» **RECORDS SHOWN**
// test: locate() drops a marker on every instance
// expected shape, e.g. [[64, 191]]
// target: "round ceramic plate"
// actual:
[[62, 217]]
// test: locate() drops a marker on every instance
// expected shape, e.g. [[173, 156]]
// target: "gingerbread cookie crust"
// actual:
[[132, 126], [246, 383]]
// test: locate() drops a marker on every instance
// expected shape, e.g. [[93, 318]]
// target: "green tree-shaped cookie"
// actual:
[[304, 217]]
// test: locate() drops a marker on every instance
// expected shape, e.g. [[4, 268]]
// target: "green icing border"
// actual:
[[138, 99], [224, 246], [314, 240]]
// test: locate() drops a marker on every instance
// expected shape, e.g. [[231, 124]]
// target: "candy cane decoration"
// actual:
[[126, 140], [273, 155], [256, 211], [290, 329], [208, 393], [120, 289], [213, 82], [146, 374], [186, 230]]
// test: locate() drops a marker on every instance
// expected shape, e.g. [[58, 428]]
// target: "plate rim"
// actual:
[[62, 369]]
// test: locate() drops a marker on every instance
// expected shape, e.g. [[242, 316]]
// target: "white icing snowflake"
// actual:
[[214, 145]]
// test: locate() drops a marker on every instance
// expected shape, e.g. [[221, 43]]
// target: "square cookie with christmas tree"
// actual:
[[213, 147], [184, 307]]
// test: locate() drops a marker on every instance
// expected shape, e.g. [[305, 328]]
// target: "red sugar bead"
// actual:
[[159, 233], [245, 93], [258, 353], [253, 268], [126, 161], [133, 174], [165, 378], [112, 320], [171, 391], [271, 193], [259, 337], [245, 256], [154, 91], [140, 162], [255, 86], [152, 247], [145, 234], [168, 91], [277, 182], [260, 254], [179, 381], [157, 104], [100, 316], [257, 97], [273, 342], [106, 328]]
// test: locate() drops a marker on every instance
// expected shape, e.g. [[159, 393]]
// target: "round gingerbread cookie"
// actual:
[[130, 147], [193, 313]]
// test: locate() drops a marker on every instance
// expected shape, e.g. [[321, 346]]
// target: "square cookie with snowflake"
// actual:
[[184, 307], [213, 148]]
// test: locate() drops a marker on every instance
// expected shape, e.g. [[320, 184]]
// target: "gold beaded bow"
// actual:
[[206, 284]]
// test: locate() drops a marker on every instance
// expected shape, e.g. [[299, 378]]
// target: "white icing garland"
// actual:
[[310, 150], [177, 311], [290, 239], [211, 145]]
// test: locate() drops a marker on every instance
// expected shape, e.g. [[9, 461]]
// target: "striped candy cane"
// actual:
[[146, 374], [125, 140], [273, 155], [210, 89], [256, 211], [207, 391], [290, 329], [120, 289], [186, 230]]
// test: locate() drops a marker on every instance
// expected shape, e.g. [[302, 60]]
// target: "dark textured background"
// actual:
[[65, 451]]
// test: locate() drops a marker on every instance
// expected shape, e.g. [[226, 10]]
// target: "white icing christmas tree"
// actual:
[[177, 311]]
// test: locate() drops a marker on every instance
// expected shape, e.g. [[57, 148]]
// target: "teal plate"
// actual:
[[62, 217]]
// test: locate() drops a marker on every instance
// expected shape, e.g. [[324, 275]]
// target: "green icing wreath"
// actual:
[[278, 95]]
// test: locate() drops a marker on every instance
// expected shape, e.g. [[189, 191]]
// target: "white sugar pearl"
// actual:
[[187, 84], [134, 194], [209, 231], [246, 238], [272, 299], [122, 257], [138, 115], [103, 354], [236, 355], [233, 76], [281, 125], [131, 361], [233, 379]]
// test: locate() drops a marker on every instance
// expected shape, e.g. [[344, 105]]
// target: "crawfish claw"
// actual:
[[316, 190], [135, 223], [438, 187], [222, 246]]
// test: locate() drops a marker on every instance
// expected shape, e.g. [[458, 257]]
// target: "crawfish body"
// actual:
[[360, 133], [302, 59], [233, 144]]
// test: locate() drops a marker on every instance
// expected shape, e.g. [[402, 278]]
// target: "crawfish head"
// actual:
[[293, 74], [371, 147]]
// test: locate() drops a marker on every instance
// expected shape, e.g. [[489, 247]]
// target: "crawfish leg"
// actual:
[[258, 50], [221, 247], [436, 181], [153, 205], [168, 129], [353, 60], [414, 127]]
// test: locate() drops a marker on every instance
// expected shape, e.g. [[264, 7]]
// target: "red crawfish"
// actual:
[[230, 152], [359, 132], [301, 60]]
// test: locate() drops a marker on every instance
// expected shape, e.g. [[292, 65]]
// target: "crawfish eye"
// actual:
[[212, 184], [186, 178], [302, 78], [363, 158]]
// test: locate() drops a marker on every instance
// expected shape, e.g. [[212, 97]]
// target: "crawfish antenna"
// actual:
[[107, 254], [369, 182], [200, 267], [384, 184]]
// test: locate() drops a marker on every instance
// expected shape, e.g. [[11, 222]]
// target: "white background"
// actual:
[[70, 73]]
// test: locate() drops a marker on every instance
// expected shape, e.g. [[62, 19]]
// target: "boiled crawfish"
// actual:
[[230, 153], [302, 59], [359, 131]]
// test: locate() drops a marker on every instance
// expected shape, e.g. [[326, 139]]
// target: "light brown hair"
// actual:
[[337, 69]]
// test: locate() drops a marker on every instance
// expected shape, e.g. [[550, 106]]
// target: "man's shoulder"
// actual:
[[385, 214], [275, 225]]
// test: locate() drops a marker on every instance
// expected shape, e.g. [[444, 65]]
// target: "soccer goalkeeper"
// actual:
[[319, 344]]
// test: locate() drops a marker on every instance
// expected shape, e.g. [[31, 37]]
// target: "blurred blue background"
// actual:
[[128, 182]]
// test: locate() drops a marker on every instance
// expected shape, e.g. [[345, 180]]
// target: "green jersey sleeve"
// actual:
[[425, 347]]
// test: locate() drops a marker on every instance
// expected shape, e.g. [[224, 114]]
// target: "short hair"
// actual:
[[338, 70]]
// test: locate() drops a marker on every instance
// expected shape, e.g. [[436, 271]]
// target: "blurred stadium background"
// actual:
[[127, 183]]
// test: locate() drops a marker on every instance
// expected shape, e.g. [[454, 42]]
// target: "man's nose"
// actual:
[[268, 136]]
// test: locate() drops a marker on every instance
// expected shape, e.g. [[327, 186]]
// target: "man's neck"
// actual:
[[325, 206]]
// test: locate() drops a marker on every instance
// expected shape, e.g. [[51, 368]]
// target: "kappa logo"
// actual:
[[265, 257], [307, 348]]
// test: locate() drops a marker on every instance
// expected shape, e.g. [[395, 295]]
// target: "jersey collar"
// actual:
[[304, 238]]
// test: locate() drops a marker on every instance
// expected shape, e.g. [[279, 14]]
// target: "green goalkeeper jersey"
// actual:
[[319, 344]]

...

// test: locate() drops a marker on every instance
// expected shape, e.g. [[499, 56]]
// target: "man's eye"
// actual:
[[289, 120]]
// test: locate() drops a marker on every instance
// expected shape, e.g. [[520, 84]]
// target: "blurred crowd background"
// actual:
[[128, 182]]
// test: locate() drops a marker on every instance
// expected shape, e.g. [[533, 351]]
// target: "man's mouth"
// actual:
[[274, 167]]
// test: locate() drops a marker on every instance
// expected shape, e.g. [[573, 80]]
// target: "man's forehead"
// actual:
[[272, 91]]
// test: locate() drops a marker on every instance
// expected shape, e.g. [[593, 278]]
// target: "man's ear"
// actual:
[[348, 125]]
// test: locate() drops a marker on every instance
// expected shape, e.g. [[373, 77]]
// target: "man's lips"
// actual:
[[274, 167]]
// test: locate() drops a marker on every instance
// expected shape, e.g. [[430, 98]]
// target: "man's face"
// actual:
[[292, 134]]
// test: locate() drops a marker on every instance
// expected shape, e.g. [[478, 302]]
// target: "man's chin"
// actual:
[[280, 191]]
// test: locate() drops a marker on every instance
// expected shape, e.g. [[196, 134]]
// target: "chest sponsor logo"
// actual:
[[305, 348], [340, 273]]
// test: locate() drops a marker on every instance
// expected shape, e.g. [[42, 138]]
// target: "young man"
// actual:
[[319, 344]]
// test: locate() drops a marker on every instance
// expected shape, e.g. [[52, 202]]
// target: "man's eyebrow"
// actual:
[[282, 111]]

» **TASK DIRECTIONS**
Report every line in the data above that contains the word "snowflake", matching case exactly.

» **EXPECTED OUTPUT**
// target: "white icing snowflake"
// target: "square cookie with snowflake"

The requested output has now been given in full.